## Begin
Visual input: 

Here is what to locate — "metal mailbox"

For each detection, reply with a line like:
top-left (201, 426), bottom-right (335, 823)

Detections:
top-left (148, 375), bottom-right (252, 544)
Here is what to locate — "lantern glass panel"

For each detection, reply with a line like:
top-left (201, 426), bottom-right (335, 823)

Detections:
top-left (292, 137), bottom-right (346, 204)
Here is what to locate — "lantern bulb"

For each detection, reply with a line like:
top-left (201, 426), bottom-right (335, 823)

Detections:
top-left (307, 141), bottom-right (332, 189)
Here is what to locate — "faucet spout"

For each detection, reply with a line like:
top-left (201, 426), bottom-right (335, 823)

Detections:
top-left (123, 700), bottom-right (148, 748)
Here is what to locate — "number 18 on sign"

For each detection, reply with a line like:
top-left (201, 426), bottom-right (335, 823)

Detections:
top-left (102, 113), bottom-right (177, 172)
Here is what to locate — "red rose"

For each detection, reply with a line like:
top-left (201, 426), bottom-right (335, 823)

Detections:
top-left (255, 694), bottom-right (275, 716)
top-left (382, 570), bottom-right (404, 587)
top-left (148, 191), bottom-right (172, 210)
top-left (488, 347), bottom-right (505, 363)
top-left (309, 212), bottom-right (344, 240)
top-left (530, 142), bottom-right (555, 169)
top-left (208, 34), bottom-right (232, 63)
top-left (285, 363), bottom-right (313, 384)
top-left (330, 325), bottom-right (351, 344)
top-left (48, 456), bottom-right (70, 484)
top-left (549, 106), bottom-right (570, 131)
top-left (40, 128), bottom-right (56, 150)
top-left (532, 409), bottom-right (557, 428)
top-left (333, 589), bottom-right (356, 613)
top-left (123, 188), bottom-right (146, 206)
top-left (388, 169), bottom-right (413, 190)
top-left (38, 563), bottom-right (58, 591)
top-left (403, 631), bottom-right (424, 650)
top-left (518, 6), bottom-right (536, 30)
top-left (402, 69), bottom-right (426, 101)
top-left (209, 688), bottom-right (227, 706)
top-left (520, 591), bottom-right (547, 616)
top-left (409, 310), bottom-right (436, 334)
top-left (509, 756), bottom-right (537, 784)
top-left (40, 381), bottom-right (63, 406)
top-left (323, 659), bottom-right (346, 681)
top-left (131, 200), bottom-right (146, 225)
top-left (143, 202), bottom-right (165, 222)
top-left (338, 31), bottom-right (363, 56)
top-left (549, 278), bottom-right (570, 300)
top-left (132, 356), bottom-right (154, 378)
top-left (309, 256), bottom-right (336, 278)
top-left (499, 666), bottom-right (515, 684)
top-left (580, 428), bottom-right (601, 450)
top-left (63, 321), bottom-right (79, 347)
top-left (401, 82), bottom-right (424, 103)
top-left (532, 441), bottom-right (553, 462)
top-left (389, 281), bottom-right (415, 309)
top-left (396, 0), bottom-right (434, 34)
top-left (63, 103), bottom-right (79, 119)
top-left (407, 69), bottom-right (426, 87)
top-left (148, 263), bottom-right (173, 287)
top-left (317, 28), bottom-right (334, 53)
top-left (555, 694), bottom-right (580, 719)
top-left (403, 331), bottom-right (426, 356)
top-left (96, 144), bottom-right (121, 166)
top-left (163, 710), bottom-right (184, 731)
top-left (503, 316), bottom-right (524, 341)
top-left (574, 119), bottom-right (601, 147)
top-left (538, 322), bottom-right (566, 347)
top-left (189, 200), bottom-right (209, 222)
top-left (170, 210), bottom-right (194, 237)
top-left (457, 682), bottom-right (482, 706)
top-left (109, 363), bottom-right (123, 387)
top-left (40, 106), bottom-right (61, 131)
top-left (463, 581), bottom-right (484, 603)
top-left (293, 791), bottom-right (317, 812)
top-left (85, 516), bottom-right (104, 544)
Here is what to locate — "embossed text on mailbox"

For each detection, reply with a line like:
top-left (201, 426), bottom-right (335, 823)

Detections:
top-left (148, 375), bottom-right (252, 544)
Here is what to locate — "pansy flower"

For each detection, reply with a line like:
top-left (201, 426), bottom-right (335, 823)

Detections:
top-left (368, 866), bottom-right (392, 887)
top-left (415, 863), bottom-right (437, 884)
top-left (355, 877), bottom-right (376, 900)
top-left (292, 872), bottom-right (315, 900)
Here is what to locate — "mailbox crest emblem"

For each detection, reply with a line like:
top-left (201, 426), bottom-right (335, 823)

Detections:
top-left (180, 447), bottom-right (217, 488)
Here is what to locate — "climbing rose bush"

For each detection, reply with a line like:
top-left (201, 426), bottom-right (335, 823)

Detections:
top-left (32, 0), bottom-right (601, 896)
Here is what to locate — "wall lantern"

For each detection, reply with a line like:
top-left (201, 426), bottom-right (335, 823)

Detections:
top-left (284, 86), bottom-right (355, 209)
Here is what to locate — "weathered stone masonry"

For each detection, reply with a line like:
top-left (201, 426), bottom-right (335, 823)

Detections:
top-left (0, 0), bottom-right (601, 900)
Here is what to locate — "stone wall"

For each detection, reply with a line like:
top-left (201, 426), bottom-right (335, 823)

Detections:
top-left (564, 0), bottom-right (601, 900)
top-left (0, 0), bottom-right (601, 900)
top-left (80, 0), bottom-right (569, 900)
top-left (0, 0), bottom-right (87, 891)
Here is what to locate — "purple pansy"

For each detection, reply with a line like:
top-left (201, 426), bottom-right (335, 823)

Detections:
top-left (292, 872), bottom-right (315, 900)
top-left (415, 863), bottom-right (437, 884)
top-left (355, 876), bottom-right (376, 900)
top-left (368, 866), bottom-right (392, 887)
## End
### [Your task]
Repeat all of the data above word for word, keeping every line unchanged and in its original order.

### [Exercise solution]
Visual input: 

Here is what to locate — "metal mailbox"

For each detection, reply with a line like:
top-left (201, 426), bottom-right (335, 823)

Detections:
top-left (148, 375), bottom-right (252, 544)
Here is what to locate — "lantern glass panel"

For each detection, reply with a line like:
top-left (201, 426), bottom-right (335, 823)

Detections:
top-left (292, 137), bottom-right (346, 204)
Here is what to locate — "lantern bulb"

For each detection, reply with a line like:
top-left (201, 426), bottom-right (335, 823)

Detections:
top-left (307, 141), bottom-right (332, 189)
Here is what to locate — "faucet spout"

For each detection, reply with a line like:
top-left (201, 426), bottom-right (335, 823)

Detections:
top-left (123, 700), bottom-right (148, 748)
Here is what to locate — "number 18 on sign"

For each detection, reply with a line like:
top-left (201, 426), bottom-right (335, 823)

Detections:
top-left (102, 113), bottom-right (177, 172)
Here is what to locate — "red rose"

For each detection, reply with a line like:
top-left (201, 426), bottom-right (335, 823)

Detections:
top-left (255, 694), bottom-right (275, 716)
top-left (382, 570), bottom-right (404, 587)
top-left (148, 191), bottom-right (172, 210)
top-left (488, 347), bottom-right (505, 363)
top-left (309, 212), bottom-right (344, 240)
top-left (530, 142), bottom-right (555, 169)
top-left (208, 34), bottom-right (232, 63)
top-left (285, 363), bottom-right (313, 384)
top-left (330, 325), bottom-right (351, 344)
top-left (48, 456), bottom-right (70, 484)
top-left (549, 106), bottom-right (570, 131)
top-left (40, 128), bottom-right (56, 150)
top-left (532, 409), bottom-right (557, 428)
top-left (333, 589), bottom-right (356, 613)
top-left (123, 188), bottom-right (146, 206)
top-left (388, 169), bottom-right (413, 190)
top-left (38, 563), bottom-right (58, 591)
top-left (403, 631), bottom-right (424, 650)
top-left (518, 6), bottom-right (536, 30)
top-left (402, 69), bottom-right (426, 101)
top-left (209, 688), bottom-right (227, 706)
top-left (520, 591), bottom-right (547, 616)
top-left (409, 310), bottom-right (436, 334)
top-left (509, 756), bottom-right (537, 784)
top-left (40, 381), bottom-right (63, 406)
top-left (323, 659), bottom-right (346, 681)
top-left (131, 200), bottom-right (146, 225)
top-left (143, 202), bottom-right (165, 222)
top-left (338, 31), bottom-right (363, 56)
top-left (549, 278), bottom-right (570, 300)
top-left (132, 356), bottom-right (154, 378)
top-left (309, 256), bottom-right (336, 278)
top-left (499, 666), bottom-right (515, 684)
top-left (580, 428), bottom-right (601, 450)
top-left (63, 321), bottom-right (79, 347)
top-left (401, 82), bottom-right (424, 103)
top-left (532, 441), bottom-right (553, 462)
top-left (389, 281), bottom-right (415, 309)
top-left (396, 0), bottom-right (434, 34)
top-left (63, 103), bottom-right (79, 119)
top-left (407, 69), bottom-right (426, 87)
top-left (148, 263), bottom-right (173, 287)
top-left (317, 28), bottom-right (334, 53)
top-left (555, 694), bottom-right (580, 719)
top-left (403, 331), bottom-right (426, 356)
top-left (96, 144), bottom-right (121, 166)
top-left (163, 710), bottom-right (184, 731)
top-left (503, 316), bottom-right (524, 341)
top-left (574, 119), bottom-right (601, 147)
top-left (538, 322), bottom-right (566, 347)
top-left (189, 200), bottom-right (209, 222)
top-left (170, 210), bottom-right (194, 237)
top-left (457, 682), bottom-right (482, 706)
top-left (109, 363), bottom-right (123, 387)
top-left (40, 106), bottom-right (61, 131)
top-left (463, 581), bottom-right (484, 603)
top-left (293, 791), bottom-right (317, 812)
top-left (85, 516), bottom-right (104, 544)
Here is what to locate — "embossed text on mailbox"

For each detection, reply with a line like:
top-left (201, 426), bottom-right (335, 823)

Detections:
top-left (148, 375), bottom-right (252, 544)
Here is what to locate — "pansy flower"

For each detection, reply with a line like:
top-left (201, 426), bottom-right (335, 823)

Detections:
top-left (368, 866), bottom-right (392, 887)
top-left (415, 863), bottom-right (437, 884)
top-left (355, 877), bottom-right (376, 900)
top-left (292, 872), bottom-right (315, 900)
Here is what to locate — "mailbox crest emblem"

For each detection, reply with a line like:
top-left (201, 426), bottom-right (335, 823)

Detections:
top-left (180, 447), bottom-right (217, 488)
Here is what to locate — "climbing rose bush"

For each detection, reply with a line like:
top-left (201, 426), bottom-right (335, 823)

Detections:
top-left (32, 0), bottom-right (601, 896)
Here is what to locate — "wall lantern"

For each detection, reply with a line like:
top-left (201, 426), bottom-right (335, 823)

Detections:
top-left (284, 86), bottom-right (355, 209)
Here is what to locate — "weathered stone masonry"

For each detection, reply with a line like:
top-left (201, 426), bottom-right (335, 823)

Detections:
top-left (0, 0), bottom-right (601, 900)
Here is what to locate — "stone wall"

For each detection, reply with a line like:
top-left (201, 426), bottom-right (335, 823)

Detections:
top-left (564, 0), bottom-right (601, 900)
top-left (0, 0), bottom-right (601, 900)
top-left (80, 0), bottom-right (569, 900)
top-left (0, 0), bottom-right (87, 891)
Here is what to locate — "purple pansy"

For each detection, reply with a line like:
top-left (201, 426), bottom-right (335, 823)

Detections:
top-left (292, 872), bottom-right (315, 900)
top-left (415, 863), bottom-right (437, 884)
top-left (355, 876), bottom-right (376, 900)
top-left (368, 866), bottom-right (392, 887)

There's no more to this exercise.